___ Selección

Los logros de la Administración de Biden en las últimas semanas ―a la cabeza de todos ellos, la ley de Reducción de la Inflación― han hecho olvidar un abordaje que estratégicamente pareció ciego: muy pocos vieron el avance talibán, minimizado una y otra vez por el Pentágono. De ahí salió la primera lección, bien aprendida. Meses después, la inteligencia estadounidense acertó a calibrar a tiempo la amenaza de Rusia sobre Ucrania: a diferencia de lo sucedido en país centroasiático, la Casa Blanca hizo sonar todas las alarmas, conformando la respuesta de la comunidad internacional. Tal vez esa fuera la primera lección práctica, sobre la marcha, del desastre afgano.

______

* [La tarea]
Reproduce sin ningún cambio el pasaje de la selección que va desde "Los logros de" hasta "del desastre afgano.".

___ Datos proporcionados

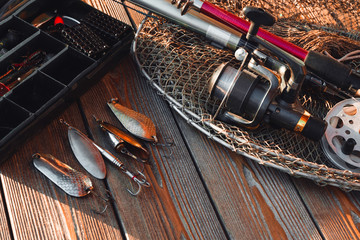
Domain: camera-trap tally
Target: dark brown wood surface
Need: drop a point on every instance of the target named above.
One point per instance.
(200, 191)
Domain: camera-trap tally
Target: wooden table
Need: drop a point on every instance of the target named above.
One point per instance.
(201, 191)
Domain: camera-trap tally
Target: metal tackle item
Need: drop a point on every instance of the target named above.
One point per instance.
(249, 98)
(136, 123)
(86, 153)
(124, 142)
(341, 139)
(71, 181)
(109, 156)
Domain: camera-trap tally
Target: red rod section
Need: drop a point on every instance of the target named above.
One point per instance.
(242, 25)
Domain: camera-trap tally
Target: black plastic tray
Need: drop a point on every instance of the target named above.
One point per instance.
(65, 69)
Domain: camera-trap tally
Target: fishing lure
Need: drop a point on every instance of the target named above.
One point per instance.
(86, 153)
(136, 123)
(71, 181)
(140, 181)
(124, 142)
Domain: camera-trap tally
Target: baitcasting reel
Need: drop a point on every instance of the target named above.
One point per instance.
(268, 91)
(341, 141)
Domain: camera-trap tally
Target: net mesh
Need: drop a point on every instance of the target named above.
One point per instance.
(180, 63)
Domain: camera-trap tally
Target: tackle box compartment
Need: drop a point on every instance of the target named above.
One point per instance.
(50, 51)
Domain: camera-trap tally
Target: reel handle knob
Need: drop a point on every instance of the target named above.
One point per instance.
(257, 17)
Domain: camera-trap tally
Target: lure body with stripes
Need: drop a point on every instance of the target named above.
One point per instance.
(71, 181)
(136, 123)
(86, 153)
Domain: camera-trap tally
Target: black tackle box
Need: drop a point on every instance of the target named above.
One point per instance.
(50, 50)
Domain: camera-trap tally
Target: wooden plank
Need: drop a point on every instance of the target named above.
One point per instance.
(254, 202)
(176, 206)
(337, 213)
(40, 210)
(4, 226)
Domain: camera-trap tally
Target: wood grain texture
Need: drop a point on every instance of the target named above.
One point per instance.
(254, 202)
(337, 213)
(177, 205)
(40, 210)
(4, 227)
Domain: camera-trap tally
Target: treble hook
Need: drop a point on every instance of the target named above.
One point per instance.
(102, 198)
(139, 181)
(169, 142)
(119, 164)
(109, 156)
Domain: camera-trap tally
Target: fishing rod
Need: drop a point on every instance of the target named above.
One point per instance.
(227, 29)
(323, 66)
(255, 93)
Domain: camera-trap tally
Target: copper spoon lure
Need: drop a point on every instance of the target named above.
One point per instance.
(136, 123)
(85, 152)
(71, 181)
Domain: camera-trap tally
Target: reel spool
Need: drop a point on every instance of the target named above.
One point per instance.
(341, 141)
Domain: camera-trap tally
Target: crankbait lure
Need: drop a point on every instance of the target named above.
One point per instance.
(86, 153)
(71, 181)
(124, 142)
(140, 181)
(136, 123)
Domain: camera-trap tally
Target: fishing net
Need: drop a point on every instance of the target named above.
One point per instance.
(179, 64)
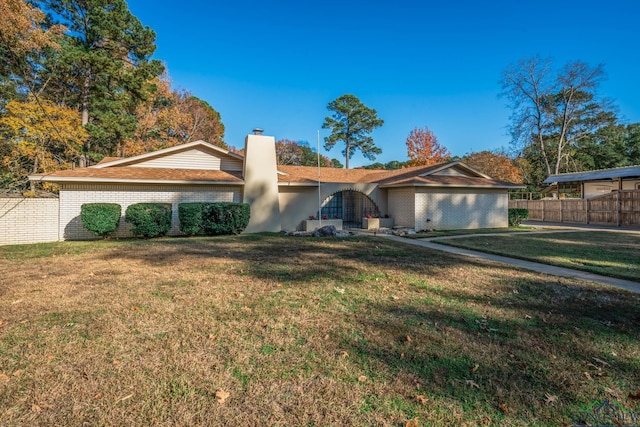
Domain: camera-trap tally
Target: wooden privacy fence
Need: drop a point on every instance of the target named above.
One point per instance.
(618, 208)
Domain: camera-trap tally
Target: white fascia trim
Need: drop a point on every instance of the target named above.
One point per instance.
(165, 151)
(130, 181)
(497, 187)
(453, 164)
(299, 184)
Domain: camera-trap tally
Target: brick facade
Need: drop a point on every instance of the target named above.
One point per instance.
(73, 196)
(402, 204)
(460, 208)
(28, 220)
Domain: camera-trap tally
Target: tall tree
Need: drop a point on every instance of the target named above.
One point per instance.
(205, 122)
(496, 164)
(554, 110)
(22, 39)
(294, 153)
(352, 123)
(423, 148)
(104, 68)
(168, 118)
(41, 136)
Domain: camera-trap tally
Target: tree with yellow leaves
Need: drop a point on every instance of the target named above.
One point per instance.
(423, 148)
(38, 137)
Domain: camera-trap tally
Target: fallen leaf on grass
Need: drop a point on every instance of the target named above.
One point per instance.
(612, 392)
(472, 384)
(122, 399)
(421, 398)
(222, 396)
(634, 396)
(412, 423)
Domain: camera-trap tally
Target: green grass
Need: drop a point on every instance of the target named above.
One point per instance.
(612, 254)
(446, 233)
(301, 331)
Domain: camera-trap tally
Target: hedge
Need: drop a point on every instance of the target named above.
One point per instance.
(100, 218)
(190, 216)
(516, 216)
(213, 218)
(149, 219)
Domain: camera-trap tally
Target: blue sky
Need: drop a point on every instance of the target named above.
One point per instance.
(277, 64)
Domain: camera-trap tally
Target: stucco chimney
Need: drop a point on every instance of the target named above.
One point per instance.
(261, 183)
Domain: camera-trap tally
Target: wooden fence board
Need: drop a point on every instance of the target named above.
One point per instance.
(618, 208)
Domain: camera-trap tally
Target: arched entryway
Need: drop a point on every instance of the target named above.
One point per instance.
(350, 206)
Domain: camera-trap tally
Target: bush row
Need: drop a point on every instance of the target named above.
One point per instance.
(213, 218)
(516, 216)
(154, 219)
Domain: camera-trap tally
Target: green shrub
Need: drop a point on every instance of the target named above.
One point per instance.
(101, 218)
(190, 215)
(149, 219)
(225, 218)
(516, 216)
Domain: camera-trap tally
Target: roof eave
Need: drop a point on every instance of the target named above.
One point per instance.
(69, 179)
(497, 187)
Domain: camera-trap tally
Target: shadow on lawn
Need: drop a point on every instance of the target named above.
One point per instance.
(517, 339)
(288, 259)
(571, 344)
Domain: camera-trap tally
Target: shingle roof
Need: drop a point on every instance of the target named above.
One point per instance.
(137, 174)
(624, 172)
(302, 175)
(386, 178)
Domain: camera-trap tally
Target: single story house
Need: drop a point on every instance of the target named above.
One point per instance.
(443, 196)
(589, 184)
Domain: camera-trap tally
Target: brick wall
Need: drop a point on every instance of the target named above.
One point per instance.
(402, 206)
(461, 208)
(73, 196)
(28, 220)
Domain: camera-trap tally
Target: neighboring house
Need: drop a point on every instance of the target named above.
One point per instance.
(443, 196)
(589, 184)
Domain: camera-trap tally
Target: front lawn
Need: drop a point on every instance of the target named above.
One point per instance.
(465, 232)
(608, 253)
(274, 330)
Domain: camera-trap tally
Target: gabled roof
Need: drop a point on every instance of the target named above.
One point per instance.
(135, 170)
(190, 164)
(143, 175)
(624, 172)
(127, 161)
(432, 175)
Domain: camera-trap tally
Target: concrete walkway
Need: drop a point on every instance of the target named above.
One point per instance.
(527, 265)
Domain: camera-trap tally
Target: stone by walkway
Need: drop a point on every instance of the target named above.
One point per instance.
(527, 265)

______

* [Resultado del ejercicio]
Los logros de la Administración de Biden en las últimas semanas ―a la cabeza de todos ellos, la ley de Reducción de la Inflación― han hecho olvidar un abordaje que estratégicamente pareció ciego: muy pocos vieron el avance talibán, minimizado una y otra vez por el Pentágono. De ahí salió la primera lección, bien aprendida. Meses después, la inteligencia estadounidense acertó a calibrar a tiempo la amenaza de Rusia sobre Ucrania: a diferencia de lo sucedido en país centroasiático, la Casa Blanca hizo sonar todas las alarmas, conformando la respuesta de la comunidad internacional. Tal vez esa fuera la primera lección práctica, sobre la marcha, del desastre afgano.